The first step in the management of a patient with PEW is to explore reversible causes, and if none are found, intensive nutrition counseling with oral supplements (enteral support) should be attempted. An enteral feeding using the gastrointestinal (GI) tract to deliver all or part of a person’s nutrient requirements, including an oral diet, the use of liquid nutrients, or delivery of part or all the daily requirements via tube (nasogastric tube or percutaneous endoscopic gastrostomy [PEG] tube), should be attempted prior to parenteral feeding. Studies show positive results when patients consistently consume estimated nutrient needs either via oral intake or by tube feeding. Many patients do not consent for a PEG tube, and a nasogastric tube is a very temporary solution. When sustained use of oral nutritional supplements fails to improve nutritional status, a trial of IDPN can be attempted.
General criteria for initiation of IDPN/intraperitoneal nutrition (IPN) includes:
Minimum of 1 month of intense nutrition counseling (emphasizing the need for increased protein and/or kcalories)
Minimum 1–2-month trial of oral supplementation with no evidence of improvement
Continued protein malnutrition as evidenced by:
Three-month average s-albumin < 3.5 g/dL (BCG)
Progressive 3-month decline in s-albumin < 3.5 g/dL bromocresol green (BCG)
Normalized protein nitrogen appearance (nPNA) < 0.8 g/kg/day or documented protein intake of less than the recommended level
and/or
Continued energy malnutrition as evidenced by:
Edema-free body weight < 90% of ideal weight
BMI < 18
Weight loss > 5% over 3 months
Weight loss > 10% over 6 months
Weight loss 20%, no timeframe
Variation in criteria is common.
IDPN/IPN can be discontinued if the s-albumin is maintained > 3.8 g/dL for more than 3 consecutive months. With regard to decision making with multiple feeding routes, it is not uncommon for a patient to receive IDPN in addition to an enteral tube feeding, and this is a viable option as these are two separate feeding routes that can successfully aid in complimenting a patient’s nutritional status as volume may be a limiting factor with an enteral tube feeding. However, it is important to note that TPN and IDPN cannot be utilized simultaneously as the billing code is the same and only “one therapy” will be paid for, thus leaving the patient responsible for the cost of one of the feeding therapies. Often, as a patient is weaned off TPN, it is desirable to start IDPN in the process, although it is important to ensure that the therapies do not overlap.

══════════

* Task list:
- 1) Please update the nutrition support excerpt from "IDPN/IPN can be" to "do not overlap." by changing "s-albumin" to "serum albumin".
- 2) According to the nutrition support excerpt, how long must intense nutrition counseling last before IDPN/IPN is started?
The listing after this point has no connection to the nutrition support excerpt.

* Information shown:
══════════

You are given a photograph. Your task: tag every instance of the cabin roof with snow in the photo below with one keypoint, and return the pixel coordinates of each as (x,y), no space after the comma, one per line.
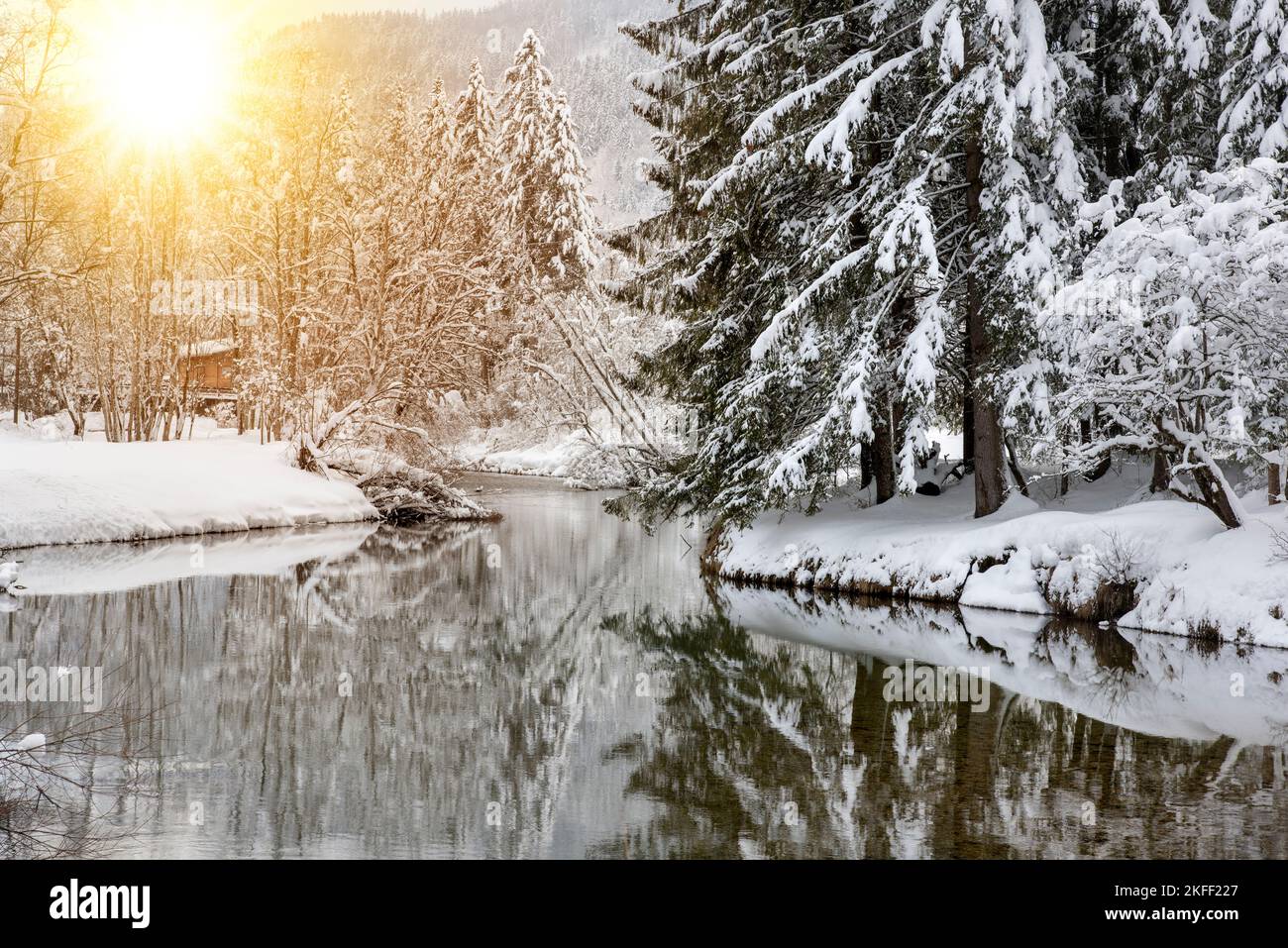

══════════

* Answer section:
- 1)
IDPN/IPN can be discontinued if the serum albumin is maintained > 3.8 g/dL for more than 3 consecutive months. With regard to decision making with multiple feeding routes, it is not uncommon for a patient to receive IDPN in addition to an enteral tube feeding, and this is a viable option as these are two separate feeding routes that can successfully aid in complimenting a patient’s nutritional status as volume may be a limiting factor with an enteral tube feeding. However, it is important to note that TPN and IDPN cannot be utilized simultaneously as the billing code is the same and only “one therapy” will be paid for, thus leaving the patient responsible for the cost of one of the feeding therapies. Often, as a patient is weaned off TPN, it is desirable to start IDPN in the process, although it is important to ensure that the therapies do not overlap.

- 2) A minimum of 1 month.